Convert the lines below into a JSON list of strings, starting with the line containing "Q: Identify a point on each instance of the rocky shoreline" and continuing through the last line. Use one string per line and omit blank lines.

**TASK MATERIAL**:
● ● ● ● ● ● ●

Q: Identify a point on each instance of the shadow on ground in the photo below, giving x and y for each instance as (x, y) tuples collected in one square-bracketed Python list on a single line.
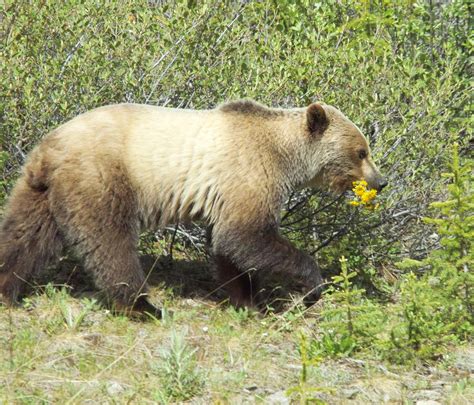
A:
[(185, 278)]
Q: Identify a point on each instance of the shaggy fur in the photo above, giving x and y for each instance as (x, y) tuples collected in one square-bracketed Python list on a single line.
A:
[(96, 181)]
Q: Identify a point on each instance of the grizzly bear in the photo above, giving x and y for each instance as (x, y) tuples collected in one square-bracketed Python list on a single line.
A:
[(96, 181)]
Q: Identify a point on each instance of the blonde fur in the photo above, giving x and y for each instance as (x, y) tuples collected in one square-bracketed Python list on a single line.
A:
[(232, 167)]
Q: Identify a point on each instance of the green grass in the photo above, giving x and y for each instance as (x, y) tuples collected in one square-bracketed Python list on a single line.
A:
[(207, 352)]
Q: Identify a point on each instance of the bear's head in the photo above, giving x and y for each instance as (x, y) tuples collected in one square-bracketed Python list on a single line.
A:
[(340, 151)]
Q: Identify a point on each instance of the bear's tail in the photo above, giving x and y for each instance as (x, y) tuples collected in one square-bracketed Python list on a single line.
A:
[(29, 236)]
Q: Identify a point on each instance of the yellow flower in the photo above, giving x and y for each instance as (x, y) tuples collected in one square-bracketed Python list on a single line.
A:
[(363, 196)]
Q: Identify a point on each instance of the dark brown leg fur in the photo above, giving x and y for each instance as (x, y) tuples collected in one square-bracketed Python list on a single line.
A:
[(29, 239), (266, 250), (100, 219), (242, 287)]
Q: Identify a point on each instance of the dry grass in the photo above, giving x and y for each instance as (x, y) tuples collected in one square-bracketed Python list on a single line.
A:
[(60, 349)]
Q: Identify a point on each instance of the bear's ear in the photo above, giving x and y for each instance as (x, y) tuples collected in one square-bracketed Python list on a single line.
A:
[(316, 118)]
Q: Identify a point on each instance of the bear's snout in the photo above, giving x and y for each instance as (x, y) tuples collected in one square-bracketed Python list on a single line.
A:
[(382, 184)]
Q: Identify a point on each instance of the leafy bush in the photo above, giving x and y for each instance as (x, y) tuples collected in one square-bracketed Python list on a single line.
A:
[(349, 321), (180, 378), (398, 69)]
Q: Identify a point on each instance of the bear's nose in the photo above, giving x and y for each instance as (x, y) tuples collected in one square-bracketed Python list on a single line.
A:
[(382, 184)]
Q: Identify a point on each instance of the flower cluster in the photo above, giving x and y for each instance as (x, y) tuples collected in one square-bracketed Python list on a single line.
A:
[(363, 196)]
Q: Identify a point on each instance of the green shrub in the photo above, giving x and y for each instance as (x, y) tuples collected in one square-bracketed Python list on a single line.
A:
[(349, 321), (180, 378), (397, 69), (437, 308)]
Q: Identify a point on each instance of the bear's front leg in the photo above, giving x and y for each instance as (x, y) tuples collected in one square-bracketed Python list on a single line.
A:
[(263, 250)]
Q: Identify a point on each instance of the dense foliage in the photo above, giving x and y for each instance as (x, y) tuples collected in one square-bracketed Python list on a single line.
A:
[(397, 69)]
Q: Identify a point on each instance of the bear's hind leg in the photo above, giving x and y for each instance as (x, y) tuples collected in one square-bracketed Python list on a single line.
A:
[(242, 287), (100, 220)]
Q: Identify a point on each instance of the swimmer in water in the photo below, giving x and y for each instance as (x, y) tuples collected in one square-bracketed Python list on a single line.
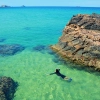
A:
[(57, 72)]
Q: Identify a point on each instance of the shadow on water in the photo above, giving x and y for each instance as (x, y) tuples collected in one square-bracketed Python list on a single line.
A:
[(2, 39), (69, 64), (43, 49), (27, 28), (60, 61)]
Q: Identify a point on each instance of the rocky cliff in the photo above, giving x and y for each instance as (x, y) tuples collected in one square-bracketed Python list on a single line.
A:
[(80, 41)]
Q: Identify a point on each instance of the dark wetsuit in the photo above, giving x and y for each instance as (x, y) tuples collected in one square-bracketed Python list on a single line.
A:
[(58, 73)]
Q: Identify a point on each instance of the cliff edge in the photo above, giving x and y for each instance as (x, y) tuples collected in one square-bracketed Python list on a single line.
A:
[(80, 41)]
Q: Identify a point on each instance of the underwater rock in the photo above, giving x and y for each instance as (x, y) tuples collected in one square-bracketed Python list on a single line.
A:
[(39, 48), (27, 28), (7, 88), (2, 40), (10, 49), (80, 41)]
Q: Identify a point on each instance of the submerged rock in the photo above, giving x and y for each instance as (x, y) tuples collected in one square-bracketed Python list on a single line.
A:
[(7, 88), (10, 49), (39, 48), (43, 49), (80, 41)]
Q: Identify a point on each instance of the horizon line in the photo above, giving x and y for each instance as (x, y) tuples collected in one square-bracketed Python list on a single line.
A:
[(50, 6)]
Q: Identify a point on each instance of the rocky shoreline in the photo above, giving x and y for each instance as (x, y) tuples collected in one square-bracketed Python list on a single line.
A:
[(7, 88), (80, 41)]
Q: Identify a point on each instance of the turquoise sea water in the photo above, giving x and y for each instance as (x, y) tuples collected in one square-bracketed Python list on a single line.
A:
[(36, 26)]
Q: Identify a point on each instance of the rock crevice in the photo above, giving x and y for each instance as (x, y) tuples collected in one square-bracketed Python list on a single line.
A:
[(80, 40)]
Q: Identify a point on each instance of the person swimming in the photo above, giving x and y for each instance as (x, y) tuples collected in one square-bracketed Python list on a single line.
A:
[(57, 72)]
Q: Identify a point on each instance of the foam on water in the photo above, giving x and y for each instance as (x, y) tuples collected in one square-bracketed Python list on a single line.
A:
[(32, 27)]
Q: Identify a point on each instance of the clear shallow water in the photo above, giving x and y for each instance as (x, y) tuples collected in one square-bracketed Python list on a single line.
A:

● ● ● ● ● ● ●

**RESULT BELOW**:
[
  "Q: Identify a point on each instance of the rocky shoreline in the photo above, giving x and y for each instance as (x, y) tuples collected in one square-bracketed Python list on a single line.",
  "A:",
  "[(7, 88), (80, 41)]",
  "Q: Identify a point on each instance of the turquoise sea water in the photo above, giving x and y for each instance as (x, y) tuples collected in one square-bracketed Python list on a single line.",
  "A:",
  "[(36, 26)]",
  "Q: Identify a point on each instance of the rock crevice in the photo above, giving x and y for each instance as (x, y) tuples collected in one square-bracketed Python list on a single line.",
  "A:",
  "[(80, 40)]",
  "Q: Identify a point on each instance of the person swimming in the photo above, giving x and y for each instance as (x, y) tuples collected in one square-bracketed Python list on a single line.",
  "A:",
  "[(57, 72)]",
  "Q: Identify a point on each instance of the foam on water in the photo above, giving x and y for each instance as (x, y) tuples collected in one square-bracketed Python list on a single line.",
  "A:",
  "[(32, 27)]",
  "Q: Identify a point on each instance of the clear shallow water in the photo above, giving x and y for each instance as (x, y) tuples collected in one square-bracketed Python list on a single line.",
  "A:"
]